Provided records
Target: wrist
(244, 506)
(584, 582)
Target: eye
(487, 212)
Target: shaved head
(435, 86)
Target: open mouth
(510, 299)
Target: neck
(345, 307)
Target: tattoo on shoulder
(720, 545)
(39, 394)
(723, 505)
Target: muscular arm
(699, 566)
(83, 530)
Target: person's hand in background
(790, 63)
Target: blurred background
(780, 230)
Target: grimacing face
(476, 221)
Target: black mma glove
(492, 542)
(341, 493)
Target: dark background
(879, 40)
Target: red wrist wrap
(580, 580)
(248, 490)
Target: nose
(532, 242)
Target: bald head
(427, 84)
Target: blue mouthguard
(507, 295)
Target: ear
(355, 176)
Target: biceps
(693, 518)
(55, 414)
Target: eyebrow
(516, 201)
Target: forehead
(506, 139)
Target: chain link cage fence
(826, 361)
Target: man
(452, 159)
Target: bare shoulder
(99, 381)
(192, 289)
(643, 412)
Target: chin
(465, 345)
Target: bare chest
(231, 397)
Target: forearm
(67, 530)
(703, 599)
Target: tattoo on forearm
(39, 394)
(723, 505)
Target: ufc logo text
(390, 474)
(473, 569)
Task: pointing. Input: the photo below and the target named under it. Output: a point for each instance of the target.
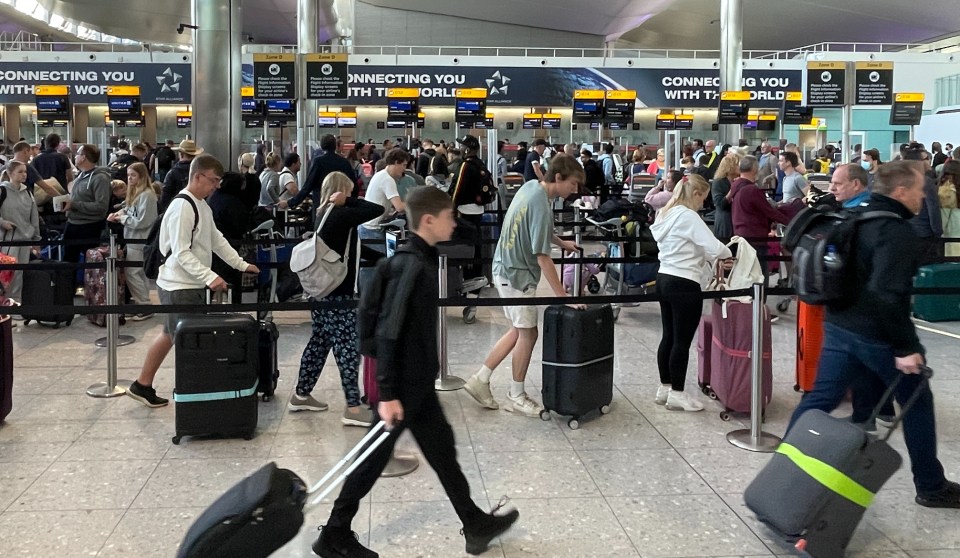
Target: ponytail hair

Aim of the task
Omit the pictures and print again exactly the lines from the one with "Target: shaved head" through the final line of the entries, both ends included.

Task result
Target: shaved head
(435, 86)
Target: open mouth
(510, 299)
Target: neck
(345, 307)
Target: tattoo on shoulder
(720, 545)
(39, 394)
(723, 505)
Target: muscular arm
(699, 566)
(83, 530)
Target: person's hand in background
(790, 63)
Target: blurred background
(780, 230)
Target: grimacing face
(476, 221)
Target: black mma glove
(492, 542)
(341, 493)
Target: dark background
(879, 40)
Target: red wrist wrap
(580, 580)
(248, 490)
Target: nose
(532, 242)
Target: bald head
(427, 84)
Target: blue mouthguard
(507, 295)
Target: ear
(355, 176)
Target: biceps
(693, 518)
(55, 414)
Target: eyebrow
(516, 201)
Target: forehead
(506, 139)
Target: chain link cage fence
(826, 361)
Target: man
(452, 159)
Target: bare shoulder
(99, 381)
(192, 289)
(643, 412)
Target: chin
(465, 345)
Target: bare chest
(231, 397)
Target: forearm
(67, 530)
(703, 599)
Target: tattoo on forearm
(39, 394)
(723, 505)
Target: ufc logo text
(390, 474)
(473, 569)
Task: pointing. Input: the photo below and the target named under it. Output: a point for each instance of the target.
Target: ponytail hair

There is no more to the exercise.